** Textauszug **
○ ○ ○ ○

# [H] Zirkel des Cenarius



## Firun (29. Dezember 2010)

Dieser Inhalt steht nur eingeloggten Mitgliedern zur Verfügung.
        




Die <Gadgetzan Gobb Gäng> ist eine neue,sich noch im Aufbau befindliche und in alle Spielrichtungen orientierte Gilde auf dem Server Zirkel des Cenarius  (PVE-RP/Hordenseite).

Das Konzept der Gilde zielt in erster Linie darauf ab Zwänge und Verpflichtungen die in “normalen” Gilden meist bestehen aufzuheben (z.B. keine 24/7 Online pflicht da wir alle Arbeitstätig sind,keine RP-Zwänge u.s.w.). 
Unsere Zielgruppe sind in erster Linie Leute die auf gemeinschaftliche Aspekte wertlegen.
Leute die einfach nur das Spiel innerhalb der Gilde genießen wollen und nach Möglichkeit natürlich auch in den Genuss einiger Gildenvorteile kommen möchten(Gildenbank-Gildensystem).
Der Ton macht die Musik, einen freundlichen Umgangston unter den Mitgliedern ist natürlich Pflicht.  

Weiterhin wollen wir es uns ermöglichen dem Trottel Lotto aka Dungeon Browser zu entkommen und unkompliziert Gruppen zu bilden für (5er Dungeons, 10 Raids, was auch immer).

Unser Ziel ist es , gemütlich zu spielen vor allem am Wochenende da alle voll berufstätig sind und unter der Woche abends eher weniger Zeit haben.   

Jeder kann beitreten(Rasse-Klasse),sofern er vorhat sich an Regeln zu halten und seinen Charakter auf einem ordentlichen Niveau zu spielen.

*Neueinsteiger und „Reroller“ sind immer willkommen!*

Falls dein Interesse geweckt wurde lies dir bitte unbedingt die Infos und Regeln auf der Gildenseite durch und tritt bei wenn du Lust hast!

PS: Zu erreichen entweder InGame(Morca,Angquelas,Anûket,Gobross,Ruggls,Gotos)oder hier über PM 




			Dieser Inhalt steht nur eingeloggten Mitgliedern zur Verfügung.


----------



## Morca (30. Dezember 2010)

○ ○ ○ ○

** Aufgabenstellung 1 **
Erläutere mithilfe der Gildenvorstellung, warum die Gilde vor allem am Wochenende gemütlich spielen möchte.
** Aufgabenstellung 2 **
Führe die Gildenvorstellung über die Gadgetzan Gobb Gäng im Anschluss an das zuletzt Gezeigte weiter.

○ ○ ○ ○

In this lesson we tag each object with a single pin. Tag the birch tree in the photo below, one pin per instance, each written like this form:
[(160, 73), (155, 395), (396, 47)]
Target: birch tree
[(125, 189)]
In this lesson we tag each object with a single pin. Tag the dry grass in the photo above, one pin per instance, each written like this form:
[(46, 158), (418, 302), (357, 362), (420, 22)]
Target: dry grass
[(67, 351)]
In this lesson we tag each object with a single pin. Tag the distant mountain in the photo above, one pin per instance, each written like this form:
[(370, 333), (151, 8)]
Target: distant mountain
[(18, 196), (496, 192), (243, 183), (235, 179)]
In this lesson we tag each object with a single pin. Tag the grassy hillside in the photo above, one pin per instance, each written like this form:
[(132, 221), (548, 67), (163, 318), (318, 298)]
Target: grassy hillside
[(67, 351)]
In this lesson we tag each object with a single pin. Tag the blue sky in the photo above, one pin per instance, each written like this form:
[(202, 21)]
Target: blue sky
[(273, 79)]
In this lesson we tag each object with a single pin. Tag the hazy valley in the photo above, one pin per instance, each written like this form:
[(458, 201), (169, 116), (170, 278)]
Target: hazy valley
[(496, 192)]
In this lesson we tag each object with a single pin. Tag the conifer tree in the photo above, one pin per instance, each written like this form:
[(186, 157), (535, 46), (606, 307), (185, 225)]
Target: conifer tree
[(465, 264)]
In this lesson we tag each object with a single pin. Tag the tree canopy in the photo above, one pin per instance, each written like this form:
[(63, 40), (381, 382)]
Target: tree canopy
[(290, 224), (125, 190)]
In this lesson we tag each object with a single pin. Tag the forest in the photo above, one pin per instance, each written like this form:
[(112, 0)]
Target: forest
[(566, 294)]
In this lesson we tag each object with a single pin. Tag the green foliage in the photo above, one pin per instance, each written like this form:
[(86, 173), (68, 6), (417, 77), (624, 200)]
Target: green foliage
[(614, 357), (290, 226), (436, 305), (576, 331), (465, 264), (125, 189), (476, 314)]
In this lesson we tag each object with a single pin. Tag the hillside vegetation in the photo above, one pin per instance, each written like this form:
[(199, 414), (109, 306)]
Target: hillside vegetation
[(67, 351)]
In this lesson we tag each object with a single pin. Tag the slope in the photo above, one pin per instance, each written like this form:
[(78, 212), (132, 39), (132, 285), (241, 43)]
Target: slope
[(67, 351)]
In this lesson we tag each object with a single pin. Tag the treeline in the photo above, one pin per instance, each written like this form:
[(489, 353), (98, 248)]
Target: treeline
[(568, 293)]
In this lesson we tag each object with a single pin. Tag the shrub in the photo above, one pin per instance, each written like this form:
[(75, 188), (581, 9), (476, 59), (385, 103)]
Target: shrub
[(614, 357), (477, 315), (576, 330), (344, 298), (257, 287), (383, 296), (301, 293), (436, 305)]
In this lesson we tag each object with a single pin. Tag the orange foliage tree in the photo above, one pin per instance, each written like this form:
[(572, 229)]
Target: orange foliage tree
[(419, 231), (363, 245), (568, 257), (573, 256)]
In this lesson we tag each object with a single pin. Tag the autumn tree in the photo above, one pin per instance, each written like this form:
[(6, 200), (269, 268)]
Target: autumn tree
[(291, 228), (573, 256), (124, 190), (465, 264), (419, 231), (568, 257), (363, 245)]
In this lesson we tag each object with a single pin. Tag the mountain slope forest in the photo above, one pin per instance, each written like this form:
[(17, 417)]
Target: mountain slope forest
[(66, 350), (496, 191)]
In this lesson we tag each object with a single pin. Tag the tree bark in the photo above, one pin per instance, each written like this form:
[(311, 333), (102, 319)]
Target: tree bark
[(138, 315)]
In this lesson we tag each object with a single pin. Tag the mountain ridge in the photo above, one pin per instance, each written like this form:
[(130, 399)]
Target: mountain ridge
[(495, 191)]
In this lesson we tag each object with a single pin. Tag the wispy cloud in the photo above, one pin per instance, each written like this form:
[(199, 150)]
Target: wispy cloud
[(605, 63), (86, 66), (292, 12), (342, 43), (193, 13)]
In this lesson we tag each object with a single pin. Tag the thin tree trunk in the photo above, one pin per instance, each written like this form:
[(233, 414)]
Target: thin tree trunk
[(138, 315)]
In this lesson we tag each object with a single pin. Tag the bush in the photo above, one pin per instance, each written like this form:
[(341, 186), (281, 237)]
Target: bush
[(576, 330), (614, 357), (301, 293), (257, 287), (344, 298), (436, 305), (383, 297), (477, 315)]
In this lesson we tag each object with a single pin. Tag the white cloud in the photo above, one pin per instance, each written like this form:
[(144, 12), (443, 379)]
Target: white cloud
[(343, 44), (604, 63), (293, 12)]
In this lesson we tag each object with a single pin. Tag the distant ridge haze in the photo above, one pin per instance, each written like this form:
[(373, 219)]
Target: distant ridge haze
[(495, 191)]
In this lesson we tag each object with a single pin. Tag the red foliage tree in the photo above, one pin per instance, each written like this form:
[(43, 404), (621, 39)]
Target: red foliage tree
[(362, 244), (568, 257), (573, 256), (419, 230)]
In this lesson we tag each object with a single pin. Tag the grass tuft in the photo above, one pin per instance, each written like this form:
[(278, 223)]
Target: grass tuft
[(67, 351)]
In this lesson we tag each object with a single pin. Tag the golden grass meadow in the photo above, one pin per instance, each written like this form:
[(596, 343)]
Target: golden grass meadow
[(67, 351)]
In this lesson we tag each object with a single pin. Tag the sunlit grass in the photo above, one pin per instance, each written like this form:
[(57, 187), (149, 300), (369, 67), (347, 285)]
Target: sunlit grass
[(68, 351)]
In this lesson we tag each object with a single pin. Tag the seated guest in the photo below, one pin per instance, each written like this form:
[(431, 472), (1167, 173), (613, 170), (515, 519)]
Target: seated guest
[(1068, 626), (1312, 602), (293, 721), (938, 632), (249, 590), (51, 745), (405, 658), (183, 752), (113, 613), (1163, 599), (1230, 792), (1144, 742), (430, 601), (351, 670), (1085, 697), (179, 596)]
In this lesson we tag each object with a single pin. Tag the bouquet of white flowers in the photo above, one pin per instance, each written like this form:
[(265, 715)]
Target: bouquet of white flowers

○ ○ ○ ○

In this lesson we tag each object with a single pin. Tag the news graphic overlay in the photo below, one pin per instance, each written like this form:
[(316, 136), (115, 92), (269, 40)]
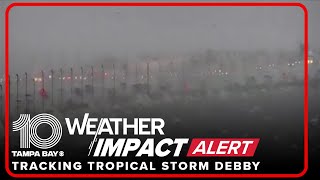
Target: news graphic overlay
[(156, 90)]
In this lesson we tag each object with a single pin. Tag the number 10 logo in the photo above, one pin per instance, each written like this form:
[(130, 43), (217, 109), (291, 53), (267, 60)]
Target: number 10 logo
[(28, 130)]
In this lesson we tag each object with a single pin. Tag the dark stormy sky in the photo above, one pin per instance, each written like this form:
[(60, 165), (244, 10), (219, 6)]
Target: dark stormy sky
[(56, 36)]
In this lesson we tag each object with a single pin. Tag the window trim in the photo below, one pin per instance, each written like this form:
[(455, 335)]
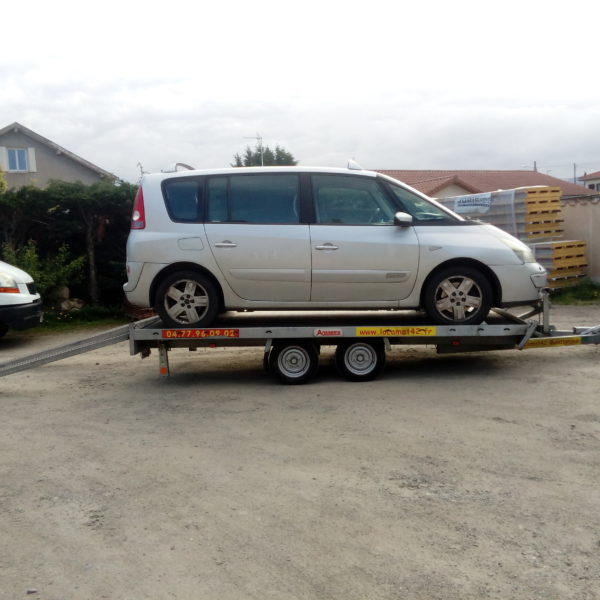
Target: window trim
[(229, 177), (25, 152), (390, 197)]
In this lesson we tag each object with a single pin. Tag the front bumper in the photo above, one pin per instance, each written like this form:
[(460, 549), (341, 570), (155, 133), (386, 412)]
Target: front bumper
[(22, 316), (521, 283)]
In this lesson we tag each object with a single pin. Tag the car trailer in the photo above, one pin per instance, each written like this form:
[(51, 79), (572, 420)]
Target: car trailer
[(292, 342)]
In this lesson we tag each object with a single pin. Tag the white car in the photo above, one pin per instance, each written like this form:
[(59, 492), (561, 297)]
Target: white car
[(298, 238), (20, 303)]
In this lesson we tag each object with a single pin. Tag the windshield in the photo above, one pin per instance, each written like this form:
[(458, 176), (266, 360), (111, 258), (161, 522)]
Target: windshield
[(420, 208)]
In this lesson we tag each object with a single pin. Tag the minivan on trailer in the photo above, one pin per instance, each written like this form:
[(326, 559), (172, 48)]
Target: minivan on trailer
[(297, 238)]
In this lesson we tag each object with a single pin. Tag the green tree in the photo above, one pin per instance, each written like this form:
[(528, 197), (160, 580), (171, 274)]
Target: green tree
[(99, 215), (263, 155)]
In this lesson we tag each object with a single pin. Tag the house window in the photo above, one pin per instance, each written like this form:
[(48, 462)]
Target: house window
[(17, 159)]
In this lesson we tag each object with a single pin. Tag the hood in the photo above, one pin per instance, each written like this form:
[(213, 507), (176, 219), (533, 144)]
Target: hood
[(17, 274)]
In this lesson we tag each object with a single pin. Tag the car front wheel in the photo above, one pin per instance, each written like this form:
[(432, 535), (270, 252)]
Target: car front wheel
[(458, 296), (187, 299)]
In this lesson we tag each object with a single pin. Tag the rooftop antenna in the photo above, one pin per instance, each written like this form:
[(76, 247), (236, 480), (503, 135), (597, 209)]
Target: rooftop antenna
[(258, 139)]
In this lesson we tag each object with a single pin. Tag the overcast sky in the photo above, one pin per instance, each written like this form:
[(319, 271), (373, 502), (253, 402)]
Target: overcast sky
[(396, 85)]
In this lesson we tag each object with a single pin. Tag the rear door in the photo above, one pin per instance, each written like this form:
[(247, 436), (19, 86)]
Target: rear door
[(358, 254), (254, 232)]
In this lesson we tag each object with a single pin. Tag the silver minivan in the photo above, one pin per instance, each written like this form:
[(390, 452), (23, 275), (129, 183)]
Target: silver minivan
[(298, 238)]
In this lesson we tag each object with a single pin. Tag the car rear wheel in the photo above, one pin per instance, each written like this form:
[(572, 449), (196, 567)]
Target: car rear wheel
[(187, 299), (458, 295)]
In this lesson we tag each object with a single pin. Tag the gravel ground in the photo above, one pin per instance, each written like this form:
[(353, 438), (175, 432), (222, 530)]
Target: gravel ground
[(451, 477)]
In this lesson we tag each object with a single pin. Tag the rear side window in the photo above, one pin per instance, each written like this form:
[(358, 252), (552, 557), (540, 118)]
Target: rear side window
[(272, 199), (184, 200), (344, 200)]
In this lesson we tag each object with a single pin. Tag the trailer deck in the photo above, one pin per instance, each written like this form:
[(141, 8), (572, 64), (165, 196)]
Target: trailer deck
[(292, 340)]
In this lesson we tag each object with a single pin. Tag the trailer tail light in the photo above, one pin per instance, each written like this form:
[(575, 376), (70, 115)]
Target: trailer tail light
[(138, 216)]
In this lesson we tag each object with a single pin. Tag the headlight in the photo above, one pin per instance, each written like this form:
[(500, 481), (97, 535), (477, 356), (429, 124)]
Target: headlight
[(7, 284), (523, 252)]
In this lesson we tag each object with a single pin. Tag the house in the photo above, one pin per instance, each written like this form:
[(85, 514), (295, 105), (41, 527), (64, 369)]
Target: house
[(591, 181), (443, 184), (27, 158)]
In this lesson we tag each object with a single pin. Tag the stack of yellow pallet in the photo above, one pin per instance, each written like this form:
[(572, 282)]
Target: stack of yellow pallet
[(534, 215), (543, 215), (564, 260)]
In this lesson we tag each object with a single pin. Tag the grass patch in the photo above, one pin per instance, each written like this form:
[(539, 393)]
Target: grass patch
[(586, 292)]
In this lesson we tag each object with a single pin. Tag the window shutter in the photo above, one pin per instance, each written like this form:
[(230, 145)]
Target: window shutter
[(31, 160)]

○ ○ ○ ○

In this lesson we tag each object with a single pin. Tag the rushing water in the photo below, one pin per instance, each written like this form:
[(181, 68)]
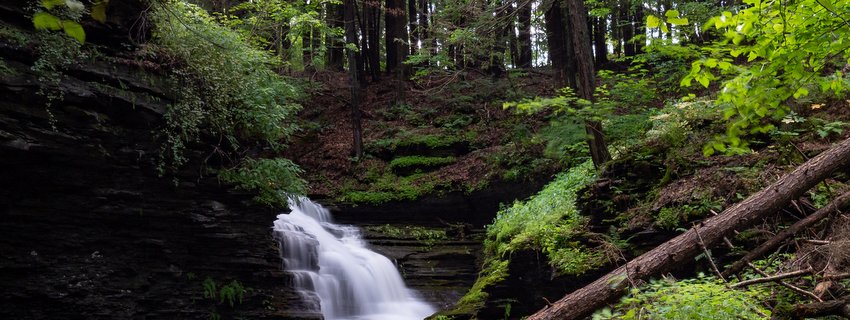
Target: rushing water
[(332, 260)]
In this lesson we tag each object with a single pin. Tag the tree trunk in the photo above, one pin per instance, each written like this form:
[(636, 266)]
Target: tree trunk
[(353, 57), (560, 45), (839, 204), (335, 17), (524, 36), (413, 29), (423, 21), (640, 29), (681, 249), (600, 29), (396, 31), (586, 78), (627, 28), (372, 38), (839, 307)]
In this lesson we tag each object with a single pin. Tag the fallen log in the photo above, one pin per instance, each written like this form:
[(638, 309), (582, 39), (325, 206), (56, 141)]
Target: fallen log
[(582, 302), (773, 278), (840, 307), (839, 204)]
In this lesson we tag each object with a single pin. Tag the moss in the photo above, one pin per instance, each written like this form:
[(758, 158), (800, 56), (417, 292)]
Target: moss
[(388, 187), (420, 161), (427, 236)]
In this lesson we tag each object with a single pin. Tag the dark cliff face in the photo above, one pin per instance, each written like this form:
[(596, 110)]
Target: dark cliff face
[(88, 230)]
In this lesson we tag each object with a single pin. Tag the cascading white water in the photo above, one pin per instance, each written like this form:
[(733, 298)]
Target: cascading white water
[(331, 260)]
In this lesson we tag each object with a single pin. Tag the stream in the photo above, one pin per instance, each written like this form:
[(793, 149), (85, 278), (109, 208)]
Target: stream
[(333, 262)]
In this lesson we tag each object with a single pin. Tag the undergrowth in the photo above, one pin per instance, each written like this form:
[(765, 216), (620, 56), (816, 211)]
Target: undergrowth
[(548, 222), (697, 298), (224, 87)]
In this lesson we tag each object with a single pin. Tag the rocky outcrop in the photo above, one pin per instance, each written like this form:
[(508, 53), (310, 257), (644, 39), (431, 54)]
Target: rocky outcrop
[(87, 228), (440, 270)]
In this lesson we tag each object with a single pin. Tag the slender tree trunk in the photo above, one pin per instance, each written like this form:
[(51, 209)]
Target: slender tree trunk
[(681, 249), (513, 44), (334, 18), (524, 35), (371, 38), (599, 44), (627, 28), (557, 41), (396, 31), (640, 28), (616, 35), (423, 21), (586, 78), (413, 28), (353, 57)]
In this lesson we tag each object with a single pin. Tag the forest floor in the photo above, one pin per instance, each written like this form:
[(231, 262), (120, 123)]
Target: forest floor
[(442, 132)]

○ ○ ○ ○

** Ergebnis 1 **
Alle sind voll berufstätig und haben unter der Woche abends eher weniger Zeit. Deshalb legt die Gilde den Schwerpunkt auf gemütliches Spielen am Wochenende.

** Ergebnis 2 **
Es möchte sich mit diesem Gildenprojekt etwas anbahnen, was als absolut angemehm empfunden werden soll (Gemütlichkeit wird somit verordnet, jawoll). Darum stehe ich jedem zur Verfügung und biete meine Hilfe an, sei es, um durch Dungeons zu ziehen und um die Ausrüstung zu verbessern etc.. (wie lange ich daß machen möchte werde ich dann sehen, aber im Moment kann ich noch große Töne spucken).   

Gadgetzan Gobb Gäng


----------



## Firun (29. Januar 2011)

Dieser Inhalt steht nur eingeloggten Mitgliedern zur Verfügung.
        

Wir suchen dich, egal ob Neueinsteiger oder alter Hase im Moment haben wir eine kleine Dungeon Gruppe im stufe 45-47 Bereich, aber auch Spieler mit hoch stufigen Charakteren werden bei uns ihren Spaß haben  ​


----------



## Firun (14. Februar 2011)

Dieser Inhalt steht nur eingeloggten Mitgliedern zur Verfügung.
        

Wir suchen dich, egal ob Neueinsteiger oder alter Hase im Moment haben wir eine kleine Dungeon Gruppe im stufe 53-56 Bereich, aber auch Spieler mit hoch stufigen Charakteren werden bei uns ihren Spaß haben  ​


----------



## Firun (18. Februar 2011)

Dieser Inhalt steht nur eingeloggten Mitgliedern zur Verfügung.
        

Wir suchen dich, egal ob Neueinsteiger oder alter Hase im Moment haben wir eine kleine Dungeon Gruppe im stufe 55-58 Bereich, aber auch Spieler mit hoch stufigen Charakteren werden bei uns ihren Spaß haben , und  RP ist keine Pflicht  ​


----------



## LoLTroll (21. Februar 2011)

Hallo,

ich finde euer Gildenkonzept sehr interessant. Hättet ihr noch Platz für einen kleinen Goblin Magier?

Ich habe gestern wieder angefangen zu spielen und suche eine Gilde.
Vielleicht könnte man ja Kontakt aufnehmen. Mein Charakter heißt "Ghorron".

Ich würde mich freuen

Mit bestem Gruß


----------



## InAkive (22. Februar 2011)

Wenn ich so eine Gilden HP sehen dann bekomme ich einen EiS Rücken^^. Nicht Böse gemeient .
Würde euch eine Richtig gute Erstellen^^. Wenn ihr das möchtet


----------



## Firun (22. Februar 2011)

InAkive schrieb:


> Wenn ich so eine Gilden HP sehen dann bekomme ich einen EiS Rücken^^. Nicht Böse gemeient .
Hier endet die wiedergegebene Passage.